> Document:

Member of the Illinois House of Representatives from the 71st district
- In office January 11, 1995 – January 12, 2011
- Preceded by: Bob DeJaegher
- Succeeded by: Richard Morthland

Personal details
- Born: August 20, 1942 (age 83) Davenport, Iowa, U.S.
- Party: Democratic
- Spouse: Mary
- Profession: Educator^{[vague]}

= Mike Boland (politician) =

American politician

Mike Boland is an American politician who served in the Illinois House of Representatives, representing the 71st District from 1995 to 2010, and the Democratic nominee for Indiana State Treasurer in 2014. In 2016, Boland ran for the Indiana House of Representatives. However, he lost the general election to Todd Huston.

Born on August 20, 1942, Mike was born and spent part of his childhood in Davenport, Iowa as one of seven children. His family moved to Texas; Boland returned to the Quad Cities area to finish the final two years of high school.

He received his B.A. from Upper Iowa University and his M.S. in education from Henderson State University; As of 2002 he had, from Western Illinois University and the University of Iowa, 48 semester hours of work past his master's degree. Boland spent thirty years as a civics teacher.

Boland's wife, Mary, was a member of the Illinois State Democratic Central Committee from Illinois's 17th congressional district. Mike and Mary have two daughters.

> Instruction 1: Duplicate the lines of the listing from the line with "Annotate sea horizon with boxes." up to and including the line with "[0,93,332,565]".

(Data entries)
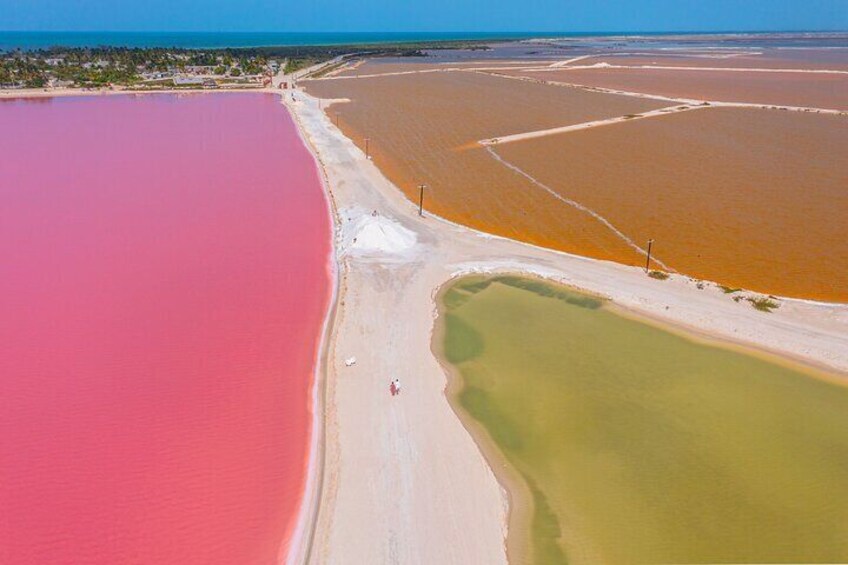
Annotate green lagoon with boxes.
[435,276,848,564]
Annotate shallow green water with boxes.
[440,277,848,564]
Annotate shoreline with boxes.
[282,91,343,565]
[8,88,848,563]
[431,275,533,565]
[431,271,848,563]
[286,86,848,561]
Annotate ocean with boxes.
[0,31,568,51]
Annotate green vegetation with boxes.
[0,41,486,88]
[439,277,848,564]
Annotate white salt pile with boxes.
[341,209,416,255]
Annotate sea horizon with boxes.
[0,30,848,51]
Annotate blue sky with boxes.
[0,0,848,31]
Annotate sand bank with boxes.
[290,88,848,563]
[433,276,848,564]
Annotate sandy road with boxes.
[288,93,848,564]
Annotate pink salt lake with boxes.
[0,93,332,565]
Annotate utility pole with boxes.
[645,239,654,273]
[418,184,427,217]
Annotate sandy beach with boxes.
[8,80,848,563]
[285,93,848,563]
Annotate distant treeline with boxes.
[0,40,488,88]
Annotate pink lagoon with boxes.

> Instruction 2: Set down the passage of the text on Mike Boland from "Mike Boland is" up to and including "to Todd Huston.", word for word.

> Full output 1:
Annotate sea horizon with boxes.
[0,30,848,51]
Annotate blue sky with boxes.
[0,0,848,31]
Annotate sand bank with boxes.
[290,88,848,563]
[433,276,848,564]
Annotate sandy road with boxes.
[288,93,848,564]
Annotate pink salt lake with boxes.
[0,93,332,565]

> Full output 2:
Mike Boland is an American politician who served in the Illinois House of Representatives, representing the 71st District from 1995 to 2010, and the Democratic nominee for Indiana State Treasurer in 2014. In 2016, Boland ran for the Indiana House of Representatives. However, he lost the general election to Todd Huston.